What this task involves.
State only the number of lines in the records below that contain the string "jersey".

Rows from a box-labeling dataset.

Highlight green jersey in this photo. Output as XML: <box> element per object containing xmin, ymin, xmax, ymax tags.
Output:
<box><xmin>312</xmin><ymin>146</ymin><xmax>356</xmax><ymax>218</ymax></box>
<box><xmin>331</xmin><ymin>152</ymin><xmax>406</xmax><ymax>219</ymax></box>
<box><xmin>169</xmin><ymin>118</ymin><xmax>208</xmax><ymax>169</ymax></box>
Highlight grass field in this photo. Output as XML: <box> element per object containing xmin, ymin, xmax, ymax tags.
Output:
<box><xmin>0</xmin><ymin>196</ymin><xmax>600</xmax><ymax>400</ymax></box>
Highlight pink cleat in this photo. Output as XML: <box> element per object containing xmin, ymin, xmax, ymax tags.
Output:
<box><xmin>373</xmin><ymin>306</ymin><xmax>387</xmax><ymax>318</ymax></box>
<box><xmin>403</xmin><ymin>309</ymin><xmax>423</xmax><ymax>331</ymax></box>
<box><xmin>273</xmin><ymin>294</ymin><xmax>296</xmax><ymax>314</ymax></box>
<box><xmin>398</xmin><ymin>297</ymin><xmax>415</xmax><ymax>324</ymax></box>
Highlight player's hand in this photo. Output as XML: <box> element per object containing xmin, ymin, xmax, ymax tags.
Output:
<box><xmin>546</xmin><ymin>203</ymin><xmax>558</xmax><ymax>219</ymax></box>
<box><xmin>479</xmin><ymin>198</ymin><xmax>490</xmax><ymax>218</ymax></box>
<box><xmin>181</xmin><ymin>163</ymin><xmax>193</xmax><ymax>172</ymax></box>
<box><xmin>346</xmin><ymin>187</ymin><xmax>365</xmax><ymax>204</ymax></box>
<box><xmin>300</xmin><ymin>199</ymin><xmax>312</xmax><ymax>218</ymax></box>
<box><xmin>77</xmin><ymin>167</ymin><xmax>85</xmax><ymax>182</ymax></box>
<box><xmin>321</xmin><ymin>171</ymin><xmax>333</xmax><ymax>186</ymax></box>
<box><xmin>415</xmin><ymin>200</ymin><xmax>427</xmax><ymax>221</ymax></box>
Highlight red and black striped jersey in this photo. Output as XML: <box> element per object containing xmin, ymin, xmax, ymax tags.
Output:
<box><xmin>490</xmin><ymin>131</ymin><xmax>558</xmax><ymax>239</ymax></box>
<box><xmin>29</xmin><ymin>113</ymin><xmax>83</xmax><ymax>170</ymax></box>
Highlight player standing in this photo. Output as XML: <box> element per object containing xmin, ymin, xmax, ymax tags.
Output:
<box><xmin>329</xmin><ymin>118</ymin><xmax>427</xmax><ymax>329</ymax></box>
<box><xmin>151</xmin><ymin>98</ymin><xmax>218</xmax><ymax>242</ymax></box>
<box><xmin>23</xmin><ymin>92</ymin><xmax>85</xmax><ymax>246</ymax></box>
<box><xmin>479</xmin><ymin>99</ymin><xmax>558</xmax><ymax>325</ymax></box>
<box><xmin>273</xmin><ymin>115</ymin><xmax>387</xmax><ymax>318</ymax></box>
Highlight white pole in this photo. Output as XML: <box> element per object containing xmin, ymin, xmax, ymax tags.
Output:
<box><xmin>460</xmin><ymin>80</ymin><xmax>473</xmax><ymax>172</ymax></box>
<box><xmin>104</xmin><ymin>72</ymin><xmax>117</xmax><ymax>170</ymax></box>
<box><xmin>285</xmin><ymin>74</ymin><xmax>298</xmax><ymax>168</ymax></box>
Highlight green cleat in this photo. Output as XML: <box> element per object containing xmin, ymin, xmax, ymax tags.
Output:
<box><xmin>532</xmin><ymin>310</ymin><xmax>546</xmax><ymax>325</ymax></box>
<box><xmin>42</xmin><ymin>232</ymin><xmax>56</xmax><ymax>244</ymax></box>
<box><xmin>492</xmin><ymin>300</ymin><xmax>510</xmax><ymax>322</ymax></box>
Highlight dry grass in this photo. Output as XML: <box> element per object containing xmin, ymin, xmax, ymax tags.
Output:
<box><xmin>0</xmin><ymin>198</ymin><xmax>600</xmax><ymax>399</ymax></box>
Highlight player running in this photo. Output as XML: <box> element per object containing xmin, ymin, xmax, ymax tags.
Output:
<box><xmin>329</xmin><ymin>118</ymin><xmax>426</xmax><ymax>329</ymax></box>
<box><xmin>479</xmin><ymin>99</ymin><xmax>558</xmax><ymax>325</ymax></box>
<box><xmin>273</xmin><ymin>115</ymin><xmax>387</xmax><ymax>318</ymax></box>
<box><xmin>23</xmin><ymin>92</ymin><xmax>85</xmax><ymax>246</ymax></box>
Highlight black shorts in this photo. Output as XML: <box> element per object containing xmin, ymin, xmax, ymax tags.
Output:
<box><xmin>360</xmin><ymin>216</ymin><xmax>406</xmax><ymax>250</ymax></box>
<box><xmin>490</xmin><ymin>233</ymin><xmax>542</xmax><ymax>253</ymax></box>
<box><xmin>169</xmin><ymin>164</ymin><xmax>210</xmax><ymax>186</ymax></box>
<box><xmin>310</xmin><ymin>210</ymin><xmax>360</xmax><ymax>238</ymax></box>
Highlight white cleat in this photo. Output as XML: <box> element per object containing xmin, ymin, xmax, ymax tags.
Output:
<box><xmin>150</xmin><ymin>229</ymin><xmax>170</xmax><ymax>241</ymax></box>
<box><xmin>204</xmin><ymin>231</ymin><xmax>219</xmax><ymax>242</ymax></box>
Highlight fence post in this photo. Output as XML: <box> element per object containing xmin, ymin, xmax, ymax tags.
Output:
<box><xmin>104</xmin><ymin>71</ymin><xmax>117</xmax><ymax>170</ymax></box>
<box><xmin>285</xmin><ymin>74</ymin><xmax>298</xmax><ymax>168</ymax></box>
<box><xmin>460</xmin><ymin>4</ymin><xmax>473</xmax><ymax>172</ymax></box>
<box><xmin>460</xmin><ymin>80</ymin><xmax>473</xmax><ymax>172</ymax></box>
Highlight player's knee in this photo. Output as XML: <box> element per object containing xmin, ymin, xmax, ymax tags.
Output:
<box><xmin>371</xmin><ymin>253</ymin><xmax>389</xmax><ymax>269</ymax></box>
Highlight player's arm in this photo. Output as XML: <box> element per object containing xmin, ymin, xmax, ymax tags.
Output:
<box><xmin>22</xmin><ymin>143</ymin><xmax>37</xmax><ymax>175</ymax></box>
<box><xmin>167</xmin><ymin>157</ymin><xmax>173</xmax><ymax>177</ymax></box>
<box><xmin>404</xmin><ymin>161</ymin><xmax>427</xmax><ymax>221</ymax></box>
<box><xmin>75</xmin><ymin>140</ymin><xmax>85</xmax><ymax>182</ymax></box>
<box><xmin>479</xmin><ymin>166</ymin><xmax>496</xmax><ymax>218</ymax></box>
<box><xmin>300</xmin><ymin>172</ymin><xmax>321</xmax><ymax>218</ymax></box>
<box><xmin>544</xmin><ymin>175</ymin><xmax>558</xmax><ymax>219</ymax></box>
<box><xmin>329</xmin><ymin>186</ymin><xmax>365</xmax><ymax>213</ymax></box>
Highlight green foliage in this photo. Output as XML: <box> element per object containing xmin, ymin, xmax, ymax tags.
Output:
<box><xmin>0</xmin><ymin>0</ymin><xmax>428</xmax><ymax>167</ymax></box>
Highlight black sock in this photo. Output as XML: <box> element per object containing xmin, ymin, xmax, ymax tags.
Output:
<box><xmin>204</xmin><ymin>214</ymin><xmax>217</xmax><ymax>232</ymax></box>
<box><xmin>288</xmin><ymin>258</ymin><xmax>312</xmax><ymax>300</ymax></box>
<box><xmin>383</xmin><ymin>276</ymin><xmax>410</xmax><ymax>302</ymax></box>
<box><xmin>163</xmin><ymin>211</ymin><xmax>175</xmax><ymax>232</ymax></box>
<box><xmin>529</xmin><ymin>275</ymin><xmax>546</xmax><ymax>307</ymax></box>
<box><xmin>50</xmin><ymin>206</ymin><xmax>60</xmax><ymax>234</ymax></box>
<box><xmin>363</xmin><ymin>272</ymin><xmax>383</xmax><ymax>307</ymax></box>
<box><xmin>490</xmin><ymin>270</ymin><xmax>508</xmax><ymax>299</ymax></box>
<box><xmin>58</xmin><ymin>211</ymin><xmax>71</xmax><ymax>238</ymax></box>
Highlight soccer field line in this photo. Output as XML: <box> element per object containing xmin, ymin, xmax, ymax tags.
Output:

The solution.
2